EXERCISE GOAL => From the contouring lecture below, reproduce the passage that begins at the words "Contouring surfaces" and stops after "software. / Exercise 5.".

EXCERPT =>

---

Contouring surfaces
Lecture index: Why contour? / Coordinate
systems and map projections. / Types
of 'earth science' surfaces often contoured? / Examples.
/ Contouring algorithms. / Wire frames and other forms
of visualization. / Contouring
software. / Exercise 5.
Reading: Computer contouring, in Davis, 1986, Statistics and
Data Analysis in Geology, Wiley, p. 353-383. Available as a pdf
on Blackboard.
Why contour?
A primary reason is to visualize a actual or
theoretical surface, and see patterns or find anomalies, to understand.
Literature exists on learning 'styles' that people naturally have
and can develop. A visual learning style is one of the most common
and contour maps feed into this ability. The literature on scientific
visualization is a large topic for good reason.
Sometimes there is a more practical reason.
One may want to interpolate values in between points sampled on
a surface to estimate the value for that specific point. For example,
if you wanted to estimate drilling depth to a given horizon at
a new locality based on nearby drill holes. Or you may want to
estimate the volume of oil in a dome. Sometimes
the contour surface may be input for modeling (e.g. contour maps
of groundwater tables yields flow nets).
Contour maps are a very common product of the
environmental, oil and mineral industry. If you aren't producing
them in your career, you will at the very least be using them
a lot!
Finally, they can be very aesthetically pleasing
to create and to see.
Coordinate systems and map projections.
The very basic form of data input is typically
- x, y, z, where x and y represent position and z is some value
of interest.. Since it is a map consideration of your coordinate
system is important. The two most commonly used geographic coordinate
systems used are:
- latitude and longitude: These are positions described by angular relationships
with the earth's rotation axis as a fundamental line of reference,
and typically involve considerable distortion of lengths and
areas, especially for east-west lines. Note that in order to
make things easier you will often want to transform degrees°
minutes' and seconds" into decimal degrees. This is easy
to do. Divide the minutes by 60 and the seconds by 360 and add
both to the degrees.
- UTM (Universal Transverse Mercator): if you want to minimize distortion involved with
representing a curved surface on a flat page, the UTM system
is often used. A projection is the mathematical algorithm by
which points on the curved earth's surface are mapped onto a
flat sheet of paper. One has to quantify the actual earth's shape
as an ellipsoid in order to do this. The geodetic datum
is an attempt to describe its shape with much greater precision.The
earth is broken up into UTM
zones by longitude and latitude, and for each zone a
position is described by an easting and northing.
The easting is the number of meters east of the lower left reference
corner of that particular UTM zone, and the northing is the number
of meters north of the same reference corner. Note that this
is a conventional x, y coordinate system, with eastings plotted
along the x axis, and northings along the y axis. The geodetic
datum model for the earth is important when precision is
required. NAD83 is a commonly used geodatum associated
with North America. It differs a bit from WGS84, a widely
used ellipsoid model for the earth. In a small area the relative
positions of points is not sensitive to the the projection model.

---

(Point labeling dataset excerpts)

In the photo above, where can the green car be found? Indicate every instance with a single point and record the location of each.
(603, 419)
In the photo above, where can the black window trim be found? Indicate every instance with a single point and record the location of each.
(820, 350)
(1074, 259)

---

CORRECT OUTPUT =>
Contouring surfaces
Lecture index: Why contour? / Coordinate
systems and map projections. / Types
of 'earth science' surfaces often contoured? / Examples.
/ Contouring algorithms. / Wire frames and other forms
of visualization. / Contouring
software. / Exercise 5.